- **EXERCISE INSTRUCTIONS**:
The full set of entries below, restated word for word and stripped of images, is the expected result.

Natural-language object grounding data:

------------------------------

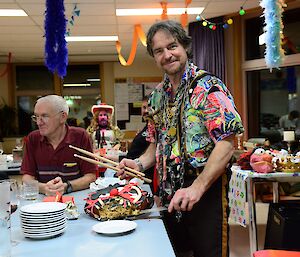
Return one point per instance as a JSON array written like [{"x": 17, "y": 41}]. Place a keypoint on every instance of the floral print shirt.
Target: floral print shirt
[{"x": 208, "y": 116}]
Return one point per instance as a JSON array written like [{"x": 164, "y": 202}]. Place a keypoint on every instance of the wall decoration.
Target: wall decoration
[
  {"x": 71, "y": 21},
  {"x": 274, "y": 53},
  {"x": 5, "y": 71},
  {"x": 56, "y": 52},
  {"x": 138, "y": 33}
]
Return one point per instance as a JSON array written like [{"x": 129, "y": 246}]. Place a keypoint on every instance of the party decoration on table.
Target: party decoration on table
[
  {"x": 274, "y": 53},
  {"x": 117, "y": 201},
  {"x": 237, "y": 196},
  {"x": 71, "y": 210},
  {"x": 244, "y": 160},
  {"x": 164, "y": 14},
  {"x": 56, "y": 52},
  {"x": 138, "y": 33},
  {"x": 5, "y": 71},
  {"x": 184, "y": 16},
  {"x": 287, "y": 163},
  {"x": 71, "y": 21}
]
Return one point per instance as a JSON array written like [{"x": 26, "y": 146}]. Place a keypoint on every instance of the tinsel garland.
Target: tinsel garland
[
  {"x": 56, "y": 52},
  {"x": 274, "y": 53}
]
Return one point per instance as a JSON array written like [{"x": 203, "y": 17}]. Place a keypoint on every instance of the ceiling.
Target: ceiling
[{"x": 23, "y": 36}]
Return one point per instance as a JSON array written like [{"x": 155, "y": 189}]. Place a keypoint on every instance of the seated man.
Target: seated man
[{"x": 48, "y": 157}]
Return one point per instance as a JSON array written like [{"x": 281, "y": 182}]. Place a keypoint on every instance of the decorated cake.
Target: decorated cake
[{"x": 117, "y": 201}]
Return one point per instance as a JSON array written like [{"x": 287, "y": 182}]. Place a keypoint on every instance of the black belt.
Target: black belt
[{"x": 192, "y": 172}]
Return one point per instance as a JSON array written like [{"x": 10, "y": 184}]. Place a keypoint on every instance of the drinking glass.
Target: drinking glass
[
  {"x": 30, "y": 190},
  {"x": 5, "y": 230}
]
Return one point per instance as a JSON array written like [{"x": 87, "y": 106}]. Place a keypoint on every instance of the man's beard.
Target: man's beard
[{"x": 103, "y": 123}]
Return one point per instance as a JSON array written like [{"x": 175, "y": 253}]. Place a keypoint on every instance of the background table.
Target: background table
[
  {"x": 242, "y": 187},
  {"x": 149, "y": 239}
]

------------------------------

- **COMPLETED EXERCISE**:
Return one point per instance as a JSON array written like [{"x": 17, "y": 41}]. Place a keypoint on every instance of the floral print shirt.
Target: floral print shirt
[{"x": 208, "y": 116}]
Return one point per instance as a JSON array written like [{"x": 164, "y": 202}]. Place a keypoint on every instance of the wall decoration.
Target: wall decoration
[
  {"x": 71, "y": 21},
  {"x": 274, "y": 53},
  {"x": 5, "y": 71},
  {"x": 56, "y": 52},
  {"x": 138, "y": 33}
]
Return one point per instance as a JSON array written like [{"x": 129, "y": 246}]. Place a keypoint on every instance of the party decoration on table.
Target: party decoration on table
[
  {"x": 274, "y": 53},
  {"x": 117, "y": 201},
  {"x": 237, "y": 196},
  {"x": 71, "y": 210},
  {"x": 244, "y": 160},
  {"x": 164, "y": 14},
  {"x": 56, "y": 52},
  {"x": 138, "y": 33},
  {"x": 5, "y": 71},
  {"x": 184, "y": 16},
  {"x": 287, "y": 163},
  {"x": 71, "y": 21}
]
Return one point per instance as a JSON array written like [{"x": 26, "y": 146}]. Place a keypoint on every instance of the tinsel garland.
Target: tinsel garland
[
  {"x": 56, "y": 52},
  {"x": 274, "y": 53}
]
Return one point per instance as a JSON array written like [{"x": 203, "y": 17}]. Place a keypoint on every instance of the ceiling.
Target: ceiling
[{"x": 23, "y": 36}]
Return one point per instance as a JSON array written like [{"x": 155, "y": 189}]. Place a keypoint on every instance of the seated man.
Target: seated man
[{"x": 48, "y": 157}]
Return one point per instance as a JSON array written like [{"x": 281, "y": 182}]. Place a keypoint on every instance of the decorated cake.
Target: decorated cake
[{"x": 117, "y": 201}]
Return one point per instance as a JSON array written like [{"x": 287, "y": 182}]. Place a keypoint on every instance of the black belt.
Target: black belt
[{"x": 192, "y": 172}]
Return one point per instance as a JSON array written like [{"x": 10, "y": 184}]. Place a keypoint on every instance of the drinking glass.
Target: drinking glass
[
  {"x": 30, "y": 190},
  {"x": 5, "y": 230}
]
Return one point per instance as a JSON array written like [{"x": 87, "y": 106}]. Place a keypoint on every instance of the man's beard.
Target: man's beard
[{"x": 103, "y": 123}]
Return one point per instance as a JSON array written like [{"x": 175, "y": 253}]. Place a keypoint on every instance of the background table.
Target: background table
[
  {"x": 242, "y": 187},
  {"x": 149, "y": 239}
]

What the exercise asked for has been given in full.